## Provided passage
START

In the valley of Jezreel - afterward called (Judith 1:8) the great plain of Esdraelon, extending ten miles in breadth, and in length from the Mediterranean, near Mount Carmel, to the Jordan, which it reaches through two arms between the mountains of Gilboa, Little Hermon, and Tabor. From south to north it extends from the mountains of Ephraim to those of Galilee. It was the great battlefield of Palestine (Judges 6:33; 1 Samuel 29:1). In the same plain where Jehu affected such zeal in avenging the innocent blood shed by Ahab on his guilty seed, God was about to break the might of Israel. Hosea lived to see his own, prophecy fulfilled when Shalman or Shalmaneser "spoiled Betharbel in the day of battle" on the same plain, "dashing the mother in pieces upon her own children" Hosea 10:14).


Verse 6

And she conceived again, and bare a daughter. And God said unto him, Call her name Loruhamah: for I will no more have mercy upon the house of Israel; but I will utterly take them away.

Call her name Lo-ruhamah - i:e., Not an object of mercy or gracious favour. The Hebrew word is intensive, and expresses the tender yearnings of the inmost soul over one deeply beloved.

I will utterly take them away. Israel, as a kingdom, was never restored from Assyria, as Judah was from Babylon after 70 years. Maurer translates, according to a common meaning (see margin), 'no more will I have mercy on the house of Israel, so as to pardon them.' Pusey renders [ naaso' (Hebrew #5375)] 'esaa' (Hebrew #5375) laahem (H3807a), literally, taking away, I will take away from, or with regard to them-namely, everything: their guilty conscience would supply the awful ellipsis. God specifies not what He will take away, but dwells on the taking away as what He is about utterly and completely to do.


Verse 7

But I will have mercy upon the house of Judah, and will save them by the LORD their God, and will not save them by bow, nor by sword, nor by battle, by horses, nor by horsemen.

END

## Entries shown
START

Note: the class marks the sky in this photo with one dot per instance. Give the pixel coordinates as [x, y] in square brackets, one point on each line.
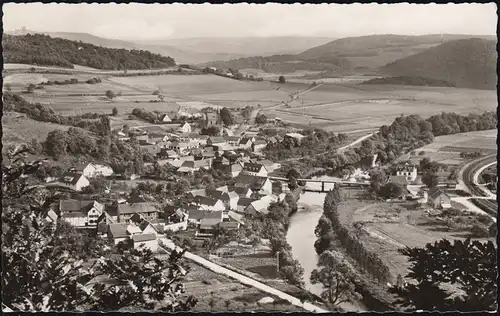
[160, 21]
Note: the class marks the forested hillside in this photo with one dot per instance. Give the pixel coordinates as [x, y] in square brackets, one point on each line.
[467, 63]
[44, 50]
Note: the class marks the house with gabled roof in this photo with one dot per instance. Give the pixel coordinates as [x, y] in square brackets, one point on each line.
[208, 204]
[145, 241]
[254, 169]
[80, 214]
[257, 184]
[438, 199]
[125, 211]
[259, 145]
[245, 143]
[74, 181]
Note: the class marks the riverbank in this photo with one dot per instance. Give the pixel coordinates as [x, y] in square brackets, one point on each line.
[301, 238]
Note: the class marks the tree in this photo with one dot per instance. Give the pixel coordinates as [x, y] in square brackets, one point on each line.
[110, 94]
[391, 190]
[260, 119]
[430, 179]
[42, 272]
[337, 278]
[470, 267]
[227, 117]
[56, 143]
[30, 88]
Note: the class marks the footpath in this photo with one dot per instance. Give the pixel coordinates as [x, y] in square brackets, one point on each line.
[245, 280]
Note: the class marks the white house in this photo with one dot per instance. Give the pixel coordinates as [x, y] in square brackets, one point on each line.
[145, 241]
[74, 181]
[208, 203]
[408, 171]
[261, 185]
[185, 128]
[438, 199]
[80, 214]
[254, 169]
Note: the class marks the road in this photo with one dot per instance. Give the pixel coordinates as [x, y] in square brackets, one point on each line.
[245, 280]
[355, 142]
[468, 176]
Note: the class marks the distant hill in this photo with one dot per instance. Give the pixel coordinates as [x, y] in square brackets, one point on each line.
[374, 51]
[245, 46]
[409, 81]
[468, 63]
[44, 50]
[363, 54]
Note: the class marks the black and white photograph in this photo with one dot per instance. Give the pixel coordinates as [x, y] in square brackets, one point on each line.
[236, 157]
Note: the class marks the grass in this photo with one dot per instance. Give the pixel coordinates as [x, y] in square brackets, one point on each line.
[17, 128]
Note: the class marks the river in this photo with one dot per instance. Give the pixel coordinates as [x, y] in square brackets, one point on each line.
[301, 238]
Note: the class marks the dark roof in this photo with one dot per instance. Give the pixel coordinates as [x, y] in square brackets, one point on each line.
[71, 177]
[204, 200]
[255, 167]
[245, 140]
[435, 192]
[245, 201]
[118, 230]
[199, 214]
[136, 208]
[245, 180]
[143, 237]
[398, 179]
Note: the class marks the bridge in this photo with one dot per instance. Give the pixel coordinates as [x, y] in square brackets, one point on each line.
[323, 181]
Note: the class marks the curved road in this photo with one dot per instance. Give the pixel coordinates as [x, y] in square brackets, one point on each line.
[468, 176]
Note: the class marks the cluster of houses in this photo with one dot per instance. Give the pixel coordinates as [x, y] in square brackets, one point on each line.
[407, 176]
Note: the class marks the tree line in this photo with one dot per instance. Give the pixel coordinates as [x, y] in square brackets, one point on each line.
[44, 50]
[42, 260]
[97, 123]
[330, 229]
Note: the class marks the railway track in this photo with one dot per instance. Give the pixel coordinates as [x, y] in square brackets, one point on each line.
[468, 178]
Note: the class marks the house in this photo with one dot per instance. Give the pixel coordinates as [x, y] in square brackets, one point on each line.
[145, 241]
[215, 141]
[142, 139]
[207, 226]
[270, 165]
[230, 199]
[185, 128]
[126, 211]
[257, 184]
[233, 169]
[295, 136]
[243, 191]
[73, 181]
[208, 203]
[245, 143]
[243, 203]
[118, 233]
[258, 206]
[168, 154]
[255, 169]
[438, 199]
[80, 214]
[259, 145]
[407, 170]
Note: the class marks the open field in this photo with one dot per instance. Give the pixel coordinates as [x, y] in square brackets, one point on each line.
[365, 107]
[17, 128]
[446, 149]
[385, 228]
[213, 291]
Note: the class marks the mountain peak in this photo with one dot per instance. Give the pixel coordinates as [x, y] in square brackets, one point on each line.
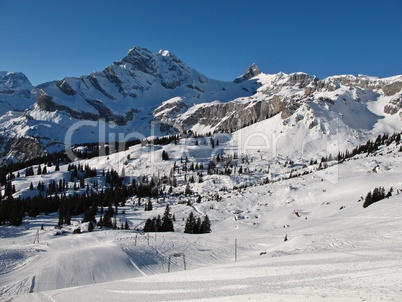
[12, 81]
[251, 72]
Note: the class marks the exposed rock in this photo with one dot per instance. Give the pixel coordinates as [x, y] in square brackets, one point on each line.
[392, 88]
[22, 148]
[46, 103]
[394, 105]
[251, 72]
[63, 86]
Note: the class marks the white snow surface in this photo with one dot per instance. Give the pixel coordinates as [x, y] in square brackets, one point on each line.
[336, 250]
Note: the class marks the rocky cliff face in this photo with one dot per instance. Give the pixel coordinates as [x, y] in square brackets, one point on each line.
[144, 88]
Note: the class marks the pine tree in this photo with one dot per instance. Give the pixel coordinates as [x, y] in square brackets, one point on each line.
[190, 222]
[205, 225]
[167, 222]
[90, 226]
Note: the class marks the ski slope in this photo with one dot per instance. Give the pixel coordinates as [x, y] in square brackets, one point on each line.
[336, 250]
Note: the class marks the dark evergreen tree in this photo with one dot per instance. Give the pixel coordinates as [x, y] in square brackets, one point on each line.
[190, 222]
[167, 221]
[90, 226]
[205, 225]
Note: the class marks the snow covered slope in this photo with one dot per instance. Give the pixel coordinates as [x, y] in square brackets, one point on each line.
[149, 93]
[335, 248]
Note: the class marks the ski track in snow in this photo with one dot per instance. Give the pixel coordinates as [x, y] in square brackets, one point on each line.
[336, 250]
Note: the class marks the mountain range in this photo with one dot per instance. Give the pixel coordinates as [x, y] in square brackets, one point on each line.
[157, 94]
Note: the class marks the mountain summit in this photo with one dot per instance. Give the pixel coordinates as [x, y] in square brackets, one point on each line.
[157, 94]
[251, 72]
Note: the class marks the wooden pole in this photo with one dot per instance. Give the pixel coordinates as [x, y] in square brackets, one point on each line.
[235, 249]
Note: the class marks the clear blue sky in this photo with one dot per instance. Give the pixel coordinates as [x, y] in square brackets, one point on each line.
[49, 39]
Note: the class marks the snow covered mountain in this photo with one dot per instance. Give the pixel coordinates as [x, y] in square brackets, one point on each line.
[278, 162]
[153, 94]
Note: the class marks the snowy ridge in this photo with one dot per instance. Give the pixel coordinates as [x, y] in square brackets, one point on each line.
[157, 94]
[335, 248]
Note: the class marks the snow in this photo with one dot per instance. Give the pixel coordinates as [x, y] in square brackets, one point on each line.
[336, 249]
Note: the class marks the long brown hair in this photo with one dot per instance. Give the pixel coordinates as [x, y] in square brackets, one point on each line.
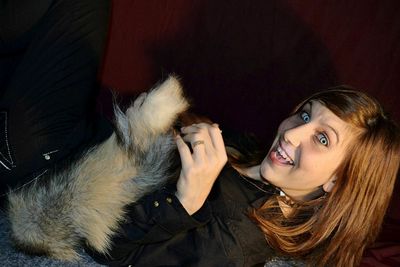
[335, 230]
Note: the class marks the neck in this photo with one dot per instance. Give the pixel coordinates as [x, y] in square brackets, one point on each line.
[251, 172]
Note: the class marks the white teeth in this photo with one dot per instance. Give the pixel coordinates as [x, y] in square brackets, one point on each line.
[283, 154]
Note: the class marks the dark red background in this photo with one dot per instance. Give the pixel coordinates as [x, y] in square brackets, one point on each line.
[245, 64]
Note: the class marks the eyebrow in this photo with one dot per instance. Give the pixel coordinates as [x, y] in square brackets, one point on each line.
[330, 127]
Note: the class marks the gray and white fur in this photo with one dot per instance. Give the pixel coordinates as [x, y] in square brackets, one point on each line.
[86, 201]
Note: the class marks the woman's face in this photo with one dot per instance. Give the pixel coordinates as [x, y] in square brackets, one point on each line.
[307, 150]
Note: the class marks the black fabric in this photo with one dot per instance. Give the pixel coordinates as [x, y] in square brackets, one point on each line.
[159, 232]
[48, 71]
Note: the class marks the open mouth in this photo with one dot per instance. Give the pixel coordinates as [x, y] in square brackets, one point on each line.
[279, 155]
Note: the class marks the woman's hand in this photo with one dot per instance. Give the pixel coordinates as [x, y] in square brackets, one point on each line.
[201, 167]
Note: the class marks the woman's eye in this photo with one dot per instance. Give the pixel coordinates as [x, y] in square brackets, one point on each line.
[323, 139]
[305, 116]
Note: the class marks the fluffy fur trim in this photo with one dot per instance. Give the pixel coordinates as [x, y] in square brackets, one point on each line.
[85, 202]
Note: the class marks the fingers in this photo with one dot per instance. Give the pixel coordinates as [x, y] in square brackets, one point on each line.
[210, 134]
[184, 151]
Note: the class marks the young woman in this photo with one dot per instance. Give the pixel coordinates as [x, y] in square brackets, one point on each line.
[319, 195]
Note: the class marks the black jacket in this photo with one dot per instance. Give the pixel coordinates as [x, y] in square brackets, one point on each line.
[160, 232]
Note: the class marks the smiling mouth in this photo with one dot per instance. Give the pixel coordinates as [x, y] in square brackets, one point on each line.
[279, 155]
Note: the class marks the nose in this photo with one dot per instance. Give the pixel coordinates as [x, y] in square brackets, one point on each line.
[297, 134]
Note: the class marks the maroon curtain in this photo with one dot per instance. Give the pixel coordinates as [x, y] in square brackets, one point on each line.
[245, 64]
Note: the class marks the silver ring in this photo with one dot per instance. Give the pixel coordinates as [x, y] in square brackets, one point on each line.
[195, 143]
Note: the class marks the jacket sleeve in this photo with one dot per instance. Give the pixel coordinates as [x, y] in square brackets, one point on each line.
[151, 225]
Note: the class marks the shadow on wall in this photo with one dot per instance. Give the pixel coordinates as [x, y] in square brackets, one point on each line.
[246, 64]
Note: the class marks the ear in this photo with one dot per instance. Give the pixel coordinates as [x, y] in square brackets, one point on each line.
[328, 186]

END

## Task set
1. List every mountain or mountain range named in the Hosea commentary.
2. In the Hosea commentary, Pusey reads "I will utterly take them away" without saying what is taken. In one to three sentences, explain why the text says it is left unnamed.
3. From the Hosea commentary, pull out the passage starting at "And she conceived" and ending at "one deeply beloved.".
The rows have nothing to do with the Hosea commentary.

## Results for each task
1. Mount Carmel, Gilboa, Little Hermon, Tabor, the mountains of Ephraim, the mountains of Galilee

2. In Pusey's reading, the people's guilty conscience would supply what is left out. God does not specify what He will take away; instead He dwells on the taking away itself as something He will do utterly and completely.

3.
And she conceived again, and bare a daughter. And God said unto him, Call her name Loruhamah: for I will no more have mercy upon the house of Israel; but I will utterly take them away.

Call her name Lo-ruhamah - i:e., Not an object of mercy or gracious favour. The Hebrew word is intensive, and expresses the tender yearnings of the inmost soul over one deeply beloved.